::: Study text :::

Atrial fibrillation stopped by managing risk factors
20 August 2015
Atrial fibrillation, the heart rhythm disorder, can be stopped altogether in a large number of people by aggressive control of their risk factors, according to an Australian heart specialist.
Atrial fibrillation (AF) is characterised by a rapid and irregular heartbeat.
Cardiologist Dr Rajeev Kumar Pathak says 40% of people with AF who were put on “aggressive risk factor management”, had no AF after 12 months. And that was without any anti-arrhythmic medicines or surgical ablation, where the defective heart tissue that causes the abnormal electrical signals is inactivated.
“Sleep apnoea, diabetes, high blood pressure …and obesity are associated with atrial fibrillation,” so they need to be managed, says Dr Pathak, from the University of Adelaide, who presented his research at the Cardiac Society of Australia and New Zealand 2015 Annual Scientific Meeting.
In the study, Dr Pathak and his team measured electrical conduction patterns in the hearts of 50 patients randomly allocated to either aggressive risk management or standard care for AF, comparing results after 12 months of treatment.
Voltage signs of atrial fibrillation improved markedly in the patients who had been allocated to the aggressive risk factor management, which included weight loss for those overweight or obese. Risk factors such as obesity, exercise, smoking and alcohol consumption were addressed in the trial.
Clare Pain attended the CSANZ 2015 Annual Scientific Meeting with the support of Bayer.

::: Given records :::

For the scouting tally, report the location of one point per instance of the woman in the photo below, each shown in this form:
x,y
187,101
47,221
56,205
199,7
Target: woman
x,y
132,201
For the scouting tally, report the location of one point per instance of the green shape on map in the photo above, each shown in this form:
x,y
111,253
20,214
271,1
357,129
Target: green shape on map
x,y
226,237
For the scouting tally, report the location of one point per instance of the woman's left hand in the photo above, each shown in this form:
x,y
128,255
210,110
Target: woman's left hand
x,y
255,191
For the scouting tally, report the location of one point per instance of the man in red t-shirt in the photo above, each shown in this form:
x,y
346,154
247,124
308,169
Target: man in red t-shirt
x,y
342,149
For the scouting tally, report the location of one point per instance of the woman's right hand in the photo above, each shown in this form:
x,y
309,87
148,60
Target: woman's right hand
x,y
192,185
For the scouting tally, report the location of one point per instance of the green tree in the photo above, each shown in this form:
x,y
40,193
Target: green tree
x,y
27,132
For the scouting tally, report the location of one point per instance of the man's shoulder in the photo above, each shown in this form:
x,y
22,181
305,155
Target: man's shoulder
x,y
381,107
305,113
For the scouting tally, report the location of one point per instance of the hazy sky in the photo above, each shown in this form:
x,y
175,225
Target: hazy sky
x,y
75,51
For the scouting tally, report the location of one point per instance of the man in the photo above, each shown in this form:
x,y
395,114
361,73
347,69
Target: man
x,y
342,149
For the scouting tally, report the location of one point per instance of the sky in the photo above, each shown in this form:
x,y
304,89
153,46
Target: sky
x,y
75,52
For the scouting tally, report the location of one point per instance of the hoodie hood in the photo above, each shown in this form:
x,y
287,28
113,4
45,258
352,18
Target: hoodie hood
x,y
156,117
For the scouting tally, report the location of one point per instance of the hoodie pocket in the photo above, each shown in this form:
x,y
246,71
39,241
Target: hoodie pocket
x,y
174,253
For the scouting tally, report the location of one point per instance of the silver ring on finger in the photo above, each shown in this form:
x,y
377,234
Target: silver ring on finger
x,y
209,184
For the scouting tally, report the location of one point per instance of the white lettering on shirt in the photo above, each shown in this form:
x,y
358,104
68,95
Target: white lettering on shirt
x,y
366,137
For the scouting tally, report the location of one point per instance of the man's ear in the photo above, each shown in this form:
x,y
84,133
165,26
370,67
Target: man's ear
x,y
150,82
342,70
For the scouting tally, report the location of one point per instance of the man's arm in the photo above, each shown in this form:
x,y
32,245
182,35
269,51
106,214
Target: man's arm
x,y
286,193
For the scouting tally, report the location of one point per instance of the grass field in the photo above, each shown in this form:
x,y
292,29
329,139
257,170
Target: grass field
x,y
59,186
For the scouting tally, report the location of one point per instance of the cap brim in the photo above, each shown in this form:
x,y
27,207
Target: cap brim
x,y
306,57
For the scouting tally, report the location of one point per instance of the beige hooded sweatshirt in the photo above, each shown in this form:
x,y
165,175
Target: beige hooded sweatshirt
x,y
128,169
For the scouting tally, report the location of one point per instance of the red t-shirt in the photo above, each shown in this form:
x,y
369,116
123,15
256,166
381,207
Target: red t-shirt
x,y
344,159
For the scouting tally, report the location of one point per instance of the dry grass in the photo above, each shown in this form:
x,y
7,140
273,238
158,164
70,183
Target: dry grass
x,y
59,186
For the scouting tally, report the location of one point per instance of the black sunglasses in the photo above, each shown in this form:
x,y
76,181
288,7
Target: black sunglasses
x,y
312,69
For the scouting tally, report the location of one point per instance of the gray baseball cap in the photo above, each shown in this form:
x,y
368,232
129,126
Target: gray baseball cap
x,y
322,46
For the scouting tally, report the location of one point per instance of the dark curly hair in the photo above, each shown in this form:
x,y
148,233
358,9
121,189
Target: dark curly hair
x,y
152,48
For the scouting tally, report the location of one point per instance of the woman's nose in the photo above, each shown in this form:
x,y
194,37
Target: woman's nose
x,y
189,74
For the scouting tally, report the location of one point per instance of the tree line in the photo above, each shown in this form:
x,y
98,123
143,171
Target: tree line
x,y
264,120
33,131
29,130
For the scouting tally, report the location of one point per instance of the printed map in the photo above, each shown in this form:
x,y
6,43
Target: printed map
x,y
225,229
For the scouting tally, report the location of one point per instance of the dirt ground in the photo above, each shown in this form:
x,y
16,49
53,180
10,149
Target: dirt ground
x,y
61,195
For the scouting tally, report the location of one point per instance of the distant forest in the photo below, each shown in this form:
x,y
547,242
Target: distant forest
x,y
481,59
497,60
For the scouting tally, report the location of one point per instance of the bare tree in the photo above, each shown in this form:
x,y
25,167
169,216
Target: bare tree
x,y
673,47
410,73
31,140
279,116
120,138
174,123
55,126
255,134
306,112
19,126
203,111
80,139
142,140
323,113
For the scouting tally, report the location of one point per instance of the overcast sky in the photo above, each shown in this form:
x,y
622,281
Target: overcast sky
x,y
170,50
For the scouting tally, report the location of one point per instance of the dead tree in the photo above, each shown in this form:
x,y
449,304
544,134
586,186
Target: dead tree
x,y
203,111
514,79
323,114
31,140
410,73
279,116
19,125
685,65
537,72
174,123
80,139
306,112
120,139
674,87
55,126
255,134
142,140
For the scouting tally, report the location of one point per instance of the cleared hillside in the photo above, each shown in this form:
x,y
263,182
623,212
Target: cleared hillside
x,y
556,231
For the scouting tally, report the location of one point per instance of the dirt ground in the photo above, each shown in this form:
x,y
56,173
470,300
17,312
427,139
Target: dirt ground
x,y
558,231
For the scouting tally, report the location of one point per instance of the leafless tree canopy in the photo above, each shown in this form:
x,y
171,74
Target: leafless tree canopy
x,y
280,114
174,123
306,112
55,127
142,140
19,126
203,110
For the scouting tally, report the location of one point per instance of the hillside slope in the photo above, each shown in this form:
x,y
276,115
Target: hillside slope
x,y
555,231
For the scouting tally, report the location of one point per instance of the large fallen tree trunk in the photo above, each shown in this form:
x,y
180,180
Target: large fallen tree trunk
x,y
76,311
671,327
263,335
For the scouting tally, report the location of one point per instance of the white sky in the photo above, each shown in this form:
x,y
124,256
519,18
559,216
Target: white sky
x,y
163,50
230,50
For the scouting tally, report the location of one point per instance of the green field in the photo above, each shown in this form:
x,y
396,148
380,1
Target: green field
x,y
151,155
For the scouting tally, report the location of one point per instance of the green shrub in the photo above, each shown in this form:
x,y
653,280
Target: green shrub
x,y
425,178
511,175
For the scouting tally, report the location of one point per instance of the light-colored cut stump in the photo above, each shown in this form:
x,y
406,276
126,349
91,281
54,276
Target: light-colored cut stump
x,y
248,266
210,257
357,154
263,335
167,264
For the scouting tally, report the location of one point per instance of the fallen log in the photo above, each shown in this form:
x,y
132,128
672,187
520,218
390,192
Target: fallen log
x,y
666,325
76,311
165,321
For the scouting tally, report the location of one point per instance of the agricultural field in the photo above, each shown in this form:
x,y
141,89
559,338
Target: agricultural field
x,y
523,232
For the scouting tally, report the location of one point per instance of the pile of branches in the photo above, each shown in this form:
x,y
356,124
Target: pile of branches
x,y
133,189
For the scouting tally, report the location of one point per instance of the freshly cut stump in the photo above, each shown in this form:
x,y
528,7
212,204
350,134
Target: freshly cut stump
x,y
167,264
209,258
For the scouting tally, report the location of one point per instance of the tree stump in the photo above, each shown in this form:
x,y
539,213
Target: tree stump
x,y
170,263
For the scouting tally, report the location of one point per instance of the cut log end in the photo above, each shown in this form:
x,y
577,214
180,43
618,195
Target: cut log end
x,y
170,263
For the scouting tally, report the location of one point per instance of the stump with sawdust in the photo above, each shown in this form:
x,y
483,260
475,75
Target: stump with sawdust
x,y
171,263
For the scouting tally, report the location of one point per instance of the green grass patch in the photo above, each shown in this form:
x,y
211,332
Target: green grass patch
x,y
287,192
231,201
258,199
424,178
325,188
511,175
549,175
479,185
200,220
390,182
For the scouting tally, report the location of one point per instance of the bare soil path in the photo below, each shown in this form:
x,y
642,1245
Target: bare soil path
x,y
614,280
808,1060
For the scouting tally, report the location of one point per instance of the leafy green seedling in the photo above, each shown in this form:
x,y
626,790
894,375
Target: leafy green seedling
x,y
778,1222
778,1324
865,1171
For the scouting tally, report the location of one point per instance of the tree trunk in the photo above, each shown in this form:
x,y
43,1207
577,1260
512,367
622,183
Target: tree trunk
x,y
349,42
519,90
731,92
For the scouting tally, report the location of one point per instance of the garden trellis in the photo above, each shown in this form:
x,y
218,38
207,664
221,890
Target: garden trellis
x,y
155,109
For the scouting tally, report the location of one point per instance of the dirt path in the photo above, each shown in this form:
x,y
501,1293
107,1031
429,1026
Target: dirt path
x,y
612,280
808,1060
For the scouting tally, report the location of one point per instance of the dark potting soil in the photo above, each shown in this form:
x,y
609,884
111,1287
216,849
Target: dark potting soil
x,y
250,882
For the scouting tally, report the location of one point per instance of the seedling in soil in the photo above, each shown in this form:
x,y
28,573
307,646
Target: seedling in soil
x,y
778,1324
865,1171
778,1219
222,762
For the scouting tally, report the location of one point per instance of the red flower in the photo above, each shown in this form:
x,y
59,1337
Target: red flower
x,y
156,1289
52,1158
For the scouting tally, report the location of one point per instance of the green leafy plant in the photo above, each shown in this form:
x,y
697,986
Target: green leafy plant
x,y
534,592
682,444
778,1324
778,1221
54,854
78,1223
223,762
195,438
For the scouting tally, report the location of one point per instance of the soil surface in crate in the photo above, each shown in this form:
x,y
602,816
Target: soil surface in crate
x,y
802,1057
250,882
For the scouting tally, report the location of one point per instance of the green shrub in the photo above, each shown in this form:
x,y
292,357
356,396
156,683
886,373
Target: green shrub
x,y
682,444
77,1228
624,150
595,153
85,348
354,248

:::

## Work task:
In the atrial fibrillation article, put this sentence into Spanish: "Atrial fibrillation (AF) is characterised by a rapid and irregular heartbeat."

## Reply to the exercise:
La fibrilación auricular (FA) se caracteriza por un latido cardíaco rápido e irregular.